● **Given passage**
답변됨 Hardware failover behavior

  • Tuesday, April 24, 2012 1:31 AM
     
     

    Hi All,

    I'm hoping someone can help me out wih this question

    I've set up a two node test cluster with a CSV (iscsi) volume.  I've created two VMs. One a win7 and the other a W2K server with the remote desktop role installed. I've been testing out the failover features to understand and document them for when we go to production. I have no problems when I do a quick migration. I have set up a terminal session and logged into the remote desktop machine, opened up excel and started working in it. When I perform a quick migration I do not experience any interruptions. The VM migrates from one node to the other. If I simulate a hardware failure (I pull the power cord out) on the node the VM is running on, my session ends. The VM does migrate to the other node and boots up. Is this the normal behavior for a hardware failure, or have I not configured HA correctly in the cluster failover manager? I have run the cluster validation tests and with the exception of a warning about the number of MPIO paths, the cluster validates.

    Thanks,

    Kevin

All Replies

  • Tuesday, April 24, 2012 4:27 AM
    Moderator
     
     
    Hi,

    First of all, a Quick Migration will save the VM, so you will be notice the downtime. I suspect that you performed a Live Migration instead of Quick Migration.

    By the way, Live Migration is designed for planning migration instead of a power failure or hardware failure. If there is a power failure or hardware failure, all the virtual machines will restart on another node or other nodes.


  • Tuesday, April 24, 2012 10:17 AM
     
     Answered

    Hi All,

    I'm hoping someone can help me out wih this question

    I've set up a two node test cluster with a CSV (iscsi) volume.  I've created two VMs. One a win7 and the other a W2K server with the remote desktop role installed. I've been testing out the failover features to understand and document them for when we go to production. I have no problems when I do a quick migration. I have set up a terminal session and logged into the remote desktop machine, opened up excel and started working in it. When I perform a quick migration I do not experience any interruptions. The VM migrates from one node to the other. If I simulate a hardware failure (I pull the power cord out) on the node the VM is running on, my session ends. The VM does migrate to the other node and boots up. Is this the normal behavior for a hardware failure, or have I not configured HA correctly in the cluster failover manager? I have run the cluster validation tests and with the exception of a warning about the number of MPIO paths, the cluster validates.

● **Task to carry out**
Carry on the forum thread about hardware failover, starting right after its final sentence.

● **Dataset content**
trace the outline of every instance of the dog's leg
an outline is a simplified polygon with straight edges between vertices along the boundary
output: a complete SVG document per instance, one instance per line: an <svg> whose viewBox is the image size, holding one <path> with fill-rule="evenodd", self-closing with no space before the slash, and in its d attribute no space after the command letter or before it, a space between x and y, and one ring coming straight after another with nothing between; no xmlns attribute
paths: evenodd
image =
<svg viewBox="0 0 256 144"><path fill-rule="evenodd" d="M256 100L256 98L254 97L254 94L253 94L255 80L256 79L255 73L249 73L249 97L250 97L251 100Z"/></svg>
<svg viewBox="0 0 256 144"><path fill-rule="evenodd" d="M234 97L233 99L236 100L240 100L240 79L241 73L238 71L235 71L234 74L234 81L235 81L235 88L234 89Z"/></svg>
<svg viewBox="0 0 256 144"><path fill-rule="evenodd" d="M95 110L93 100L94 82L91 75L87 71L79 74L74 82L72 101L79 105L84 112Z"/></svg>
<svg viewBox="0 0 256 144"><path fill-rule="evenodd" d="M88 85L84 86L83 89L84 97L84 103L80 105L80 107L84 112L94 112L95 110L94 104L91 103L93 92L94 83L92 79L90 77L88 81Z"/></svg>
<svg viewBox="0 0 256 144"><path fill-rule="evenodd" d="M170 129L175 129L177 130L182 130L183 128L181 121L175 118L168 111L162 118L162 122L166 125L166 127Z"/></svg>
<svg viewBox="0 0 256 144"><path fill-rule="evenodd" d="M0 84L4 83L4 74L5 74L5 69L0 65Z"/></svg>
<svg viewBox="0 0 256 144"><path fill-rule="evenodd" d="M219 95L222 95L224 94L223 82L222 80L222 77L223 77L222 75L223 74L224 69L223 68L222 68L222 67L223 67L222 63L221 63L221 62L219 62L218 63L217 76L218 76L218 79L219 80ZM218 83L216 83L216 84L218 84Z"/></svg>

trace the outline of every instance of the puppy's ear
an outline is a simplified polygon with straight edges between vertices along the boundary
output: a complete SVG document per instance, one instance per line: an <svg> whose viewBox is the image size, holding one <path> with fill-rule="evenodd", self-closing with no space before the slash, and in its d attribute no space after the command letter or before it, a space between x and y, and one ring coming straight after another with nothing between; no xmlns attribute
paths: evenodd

● **Expected output**
    Thanks,

    Kevin

    Kevin,

    everything works as expected. HA does not provide any real downtime protection. What you should do - configure guest VM cluster between a pair of VMs hosted by two (or more) different physical Hyper-V boxes. In such a case if one Hyper-V box would unexpectedly go down other VM should raise control immediately (nearly) with very little or no downtime noticed by users. If you cannot go this way for some reason (say your app of choice is not cluster-aware) you need to switch hypervisor to a paid (Essentials and up) versions of ESX as they do have Fault Tolerance. In a nutshell FT is what you expect HA do for you :) Except it has own drawbacks (hardware load, inability to take a VM snapshot so no real VM backup etc).

    Hope this helped :)

    -nismo

  • Tuesday, April 24, 2012 12:58 PM
     
     

    Thanks for the clarification and proper terminology. I wanted to make sure I haven't missed a setup feature for proper hardware failover setup.

    -Kevin

  • Thursday, April 26, 2012 6:38 PM
     
     

    I hope somebody will help me out with the failover behaviour of Geo-clusters (multi site) with SQL Server 2008 R2 and SQL Server 2005 on Windows 2008 R2 :

    Here is what we are planning to build:

    Cluster #1 --> SQL Server 2008 R2 Geo-Cluster

    ================================

    Data Centre #1

    ------------------

    Node 1 & Node 2 (with Instance 1 and Instance 2 respectively)

    Data Centre #2

    ------------------

    Node 3 & Node 4 (with Instance 3 and Instance 4 respectively)

    Cluster #2 --> SQL Server 2005 Geo-Cluster

    ================================

    Data Centre #1

    ------------------

    Node 1 (with Instance 5)

    Data Centre #2

    -----------------

    Node 2 (with Instance 6)

     

    So we would have 6 Instances alltogether, 4 in SQL 2008 R2 Geo-cluster, and remaining 2 in SQL 2005 Geo-cluster. We would be using EMC Recovery Point for our SAN replication. I do not have much experience with SAN replication, but I guess we would have to rely on SAN replication to achieve Geo-cluster failover (correct me if I am wrong).

    I am stuck as neither I have any experience with SAN replication nor do I have hands-on on Geo-Clustering.. which is a problem. Under such scenario, I would have to document the steps needed to build both the geo-clusters as well as the mechanism for failover and failback alongwith DR strategy.. phew!!

    1) I do not know whether SQL 2005 has some issues with its installation on multi-site or do we have to install it differently or not. This is because, for WIndows 2008 R2 multi-site, we need to use  /SKIPRULE switch to skip cluster validation. Do we have to apply any such switch while installing SQL 2005 Geo cluster or can it be done normally?

    2) I do not know the steps to failover/failback, whether they happen automatically in case of

    (a) Node failure in a Data Centre

    (b) Entire Data Centre failure..do you have this documented in your environment? Could you please share the steps or guide me here? What extra steps would I have to do to take care of failover/failback with SAN replication?

    Please assist ..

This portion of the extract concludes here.